──────── Extract provided

I first fell in love with baseball cards when I was 10 years old and we went on a family holiday to America. This was in 1987. The cards looked like this:
We had collected football stickers back home, and baseball cards were a bit like them, except that you got loads more in a pack for hardly any money at all, plus a stick of gum, and they were cards not flimsy stickers. The backs of the cards were covered in weird statistics and facts using incomprehensible terms. Of course I loved them. They were everything about America, that culture that was both foreignly weird and discomfortingly familiar. This was sports, but not as I knew it.
Baseball cards got me into baseball. I've since seen four major league baseball games while exploring North America, and been to the Baseball Hall of Fame and Museum in Cooperstown. I've watched the Boston Red Sox on Star Wars Night, and heard Art Garfunkel sing the American national anthem before a New York Mets game. But my first game was in San Diego, watching the Padres play the San Francisco Giants. Barry Bonds was the San Francisco star player and he had just been busted for using steroids, so the reaction to him from the Padres fans was savage.
Anyway, I have been a Padres fan since that first game, even though they aren't a successful team. As I've been collecting baseball cards I've tended to collect cards of Padres players, and one player in paticular, "Mr Padre", Tony Gwynn.
I still like random cards. I am about 40 cards away from completing the set of Topps cards from 1987 (there are hundreds in the set). I frequently ask friends who visit the USA to buy me a pack or two of baseball cards. But in terms of a collecting focus, Mr Padre is now it.

────────────────

> **Assignment A**: In the piece on baseball cards, write out the passage from "Baseball cards got" up to and including "fans was savage.", substituting "Opening Day" for "Star Wars Night".
> **Assignment B**: According to the piece on baseball cards, in what year did the family holiday to America take place?
> **Assignment C**: Extend the piece on baseball cards, picking up after its final sentence.

──────── Extracted records

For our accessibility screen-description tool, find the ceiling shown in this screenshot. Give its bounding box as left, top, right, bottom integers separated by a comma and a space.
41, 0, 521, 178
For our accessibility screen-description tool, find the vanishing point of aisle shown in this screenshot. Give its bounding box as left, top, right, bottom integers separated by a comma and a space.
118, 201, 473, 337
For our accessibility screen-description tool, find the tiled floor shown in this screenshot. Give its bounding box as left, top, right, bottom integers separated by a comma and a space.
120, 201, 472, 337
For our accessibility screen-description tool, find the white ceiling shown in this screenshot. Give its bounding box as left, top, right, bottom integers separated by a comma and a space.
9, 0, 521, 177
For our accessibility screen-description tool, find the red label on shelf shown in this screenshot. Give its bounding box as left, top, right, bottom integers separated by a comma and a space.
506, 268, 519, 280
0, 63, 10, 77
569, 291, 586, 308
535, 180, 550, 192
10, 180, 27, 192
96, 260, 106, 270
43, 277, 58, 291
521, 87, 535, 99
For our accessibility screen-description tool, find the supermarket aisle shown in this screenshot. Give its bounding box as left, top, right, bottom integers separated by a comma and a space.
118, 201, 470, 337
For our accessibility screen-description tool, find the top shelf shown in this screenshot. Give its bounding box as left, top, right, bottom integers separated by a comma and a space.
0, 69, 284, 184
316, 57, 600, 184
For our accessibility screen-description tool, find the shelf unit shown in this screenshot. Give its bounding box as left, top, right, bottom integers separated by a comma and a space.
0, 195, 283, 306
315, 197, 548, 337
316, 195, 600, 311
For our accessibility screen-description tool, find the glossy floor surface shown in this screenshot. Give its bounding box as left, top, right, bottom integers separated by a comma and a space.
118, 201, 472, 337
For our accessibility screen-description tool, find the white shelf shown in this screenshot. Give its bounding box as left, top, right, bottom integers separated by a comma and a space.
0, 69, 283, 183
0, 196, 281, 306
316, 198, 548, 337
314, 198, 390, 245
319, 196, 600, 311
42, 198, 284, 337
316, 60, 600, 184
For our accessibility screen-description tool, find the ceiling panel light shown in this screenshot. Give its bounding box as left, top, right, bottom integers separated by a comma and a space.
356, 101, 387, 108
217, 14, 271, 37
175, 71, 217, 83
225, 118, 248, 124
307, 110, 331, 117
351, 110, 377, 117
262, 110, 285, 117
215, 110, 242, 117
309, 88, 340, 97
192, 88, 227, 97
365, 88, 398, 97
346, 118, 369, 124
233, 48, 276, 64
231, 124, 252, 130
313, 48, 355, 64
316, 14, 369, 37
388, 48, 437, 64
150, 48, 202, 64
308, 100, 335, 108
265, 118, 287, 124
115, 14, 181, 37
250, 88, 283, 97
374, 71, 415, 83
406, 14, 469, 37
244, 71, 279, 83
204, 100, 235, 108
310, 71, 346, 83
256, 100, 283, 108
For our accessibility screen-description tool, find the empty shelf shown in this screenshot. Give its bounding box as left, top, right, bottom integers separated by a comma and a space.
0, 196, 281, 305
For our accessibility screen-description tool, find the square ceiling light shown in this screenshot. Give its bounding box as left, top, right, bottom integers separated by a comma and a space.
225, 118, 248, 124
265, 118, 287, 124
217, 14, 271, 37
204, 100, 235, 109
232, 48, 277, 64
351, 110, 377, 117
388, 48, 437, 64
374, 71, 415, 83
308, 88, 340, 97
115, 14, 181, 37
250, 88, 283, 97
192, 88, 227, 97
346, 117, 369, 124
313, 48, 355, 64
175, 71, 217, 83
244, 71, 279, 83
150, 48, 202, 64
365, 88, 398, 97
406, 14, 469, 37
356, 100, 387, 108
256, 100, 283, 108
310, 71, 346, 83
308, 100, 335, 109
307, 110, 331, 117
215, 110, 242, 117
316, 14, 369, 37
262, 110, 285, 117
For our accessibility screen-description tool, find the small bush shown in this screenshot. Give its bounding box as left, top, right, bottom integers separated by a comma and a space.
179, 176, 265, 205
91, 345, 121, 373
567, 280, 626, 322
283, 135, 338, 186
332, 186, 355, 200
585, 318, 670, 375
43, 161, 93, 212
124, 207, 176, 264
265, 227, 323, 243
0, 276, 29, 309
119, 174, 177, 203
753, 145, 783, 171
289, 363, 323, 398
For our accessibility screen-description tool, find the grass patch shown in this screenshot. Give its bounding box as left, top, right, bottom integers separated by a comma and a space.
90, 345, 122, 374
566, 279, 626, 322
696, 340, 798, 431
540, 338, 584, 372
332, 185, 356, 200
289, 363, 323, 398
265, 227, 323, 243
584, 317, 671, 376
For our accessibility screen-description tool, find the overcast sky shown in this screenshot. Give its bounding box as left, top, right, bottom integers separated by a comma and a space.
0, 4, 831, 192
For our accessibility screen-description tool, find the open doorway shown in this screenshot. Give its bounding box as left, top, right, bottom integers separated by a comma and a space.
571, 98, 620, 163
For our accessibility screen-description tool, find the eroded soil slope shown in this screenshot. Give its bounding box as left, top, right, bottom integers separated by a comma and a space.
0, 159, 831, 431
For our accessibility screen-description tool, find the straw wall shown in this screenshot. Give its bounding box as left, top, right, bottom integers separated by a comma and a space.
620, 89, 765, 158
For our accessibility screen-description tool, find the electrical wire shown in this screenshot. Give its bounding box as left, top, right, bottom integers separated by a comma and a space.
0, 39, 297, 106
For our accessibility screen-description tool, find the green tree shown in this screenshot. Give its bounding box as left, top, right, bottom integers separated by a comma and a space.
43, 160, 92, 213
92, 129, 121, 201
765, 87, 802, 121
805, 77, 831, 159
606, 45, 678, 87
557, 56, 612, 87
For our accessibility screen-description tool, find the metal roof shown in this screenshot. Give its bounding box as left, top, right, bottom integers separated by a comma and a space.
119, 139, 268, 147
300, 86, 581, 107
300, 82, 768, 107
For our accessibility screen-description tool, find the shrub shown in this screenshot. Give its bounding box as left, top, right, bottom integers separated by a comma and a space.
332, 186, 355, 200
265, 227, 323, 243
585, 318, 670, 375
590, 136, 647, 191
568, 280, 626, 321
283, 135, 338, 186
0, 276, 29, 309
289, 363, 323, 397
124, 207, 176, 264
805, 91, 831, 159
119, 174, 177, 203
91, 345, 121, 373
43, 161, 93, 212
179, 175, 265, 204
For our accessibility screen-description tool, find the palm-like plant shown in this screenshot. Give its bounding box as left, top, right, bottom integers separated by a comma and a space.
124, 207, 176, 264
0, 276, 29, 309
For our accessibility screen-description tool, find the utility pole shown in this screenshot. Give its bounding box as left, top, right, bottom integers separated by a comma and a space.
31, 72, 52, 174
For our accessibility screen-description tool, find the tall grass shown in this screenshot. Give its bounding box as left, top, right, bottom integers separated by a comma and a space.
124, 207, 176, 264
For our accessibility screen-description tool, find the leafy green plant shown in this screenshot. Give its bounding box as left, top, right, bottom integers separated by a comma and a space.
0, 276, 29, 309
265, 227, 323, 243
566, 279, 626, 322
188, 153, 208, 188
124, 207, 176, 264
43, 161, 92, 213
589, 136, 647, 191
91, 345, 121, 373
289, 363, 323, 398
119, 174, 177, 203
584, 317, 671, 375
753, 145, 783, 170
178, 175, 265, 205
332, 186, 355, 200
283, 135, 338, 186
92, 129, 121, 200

────────────────

> **Response box A**:
Baseball cards got me into baseball. I've since seen four major league baseball games while exploring North America, and been to the Baseball Hall of Fame and Museum in Cooperstown. I've watched the Boston Red Sox on Opening Day, and heard Art Garfunkel sing the American national anthem before a New York Mets game. But my first game was in San Diego, watching the Padres play the San Francisco Giants. Barry Bonds was the San Francisco star player and he had just been busted for using steroids, so the reaction to him from the Padres fans was savage.

> **Response box B**: 1987

> **Response box C**:
Tony Gwynn is a sporting hero of mine. He played for the Padres for 20 seasons. Baseball is all about the statistics and Tony's are stellar. He won eight batting titles in his career, tied for the second-most in Major League Baseball history. He accumulated 3,141 career hits, one of just ten players to make 3,000 hits while only playing for one team. He had a .338 career batting average and never hit below .309 in any full season. Now what that means is that for about one in every three times Tony went up to bat he would get a hit and make it safely on base. That ball comes at a batter at anything up to 95mph. Ordinary mortals can’t even see it.
In 1994, Tony was batting at .394 - almost a 40% success rate when the season was cut short because the baseball player's union called a general strike. The season ended in chaos. There was no World Series. In the summer of 94, Tony was in the form of his life, hitting .475 in 10 games in August just before the strike started. Tony was literally three hits short of .400 for the curtailed season. It's a classic 'what might have been' and remains the highest single season average since 1941.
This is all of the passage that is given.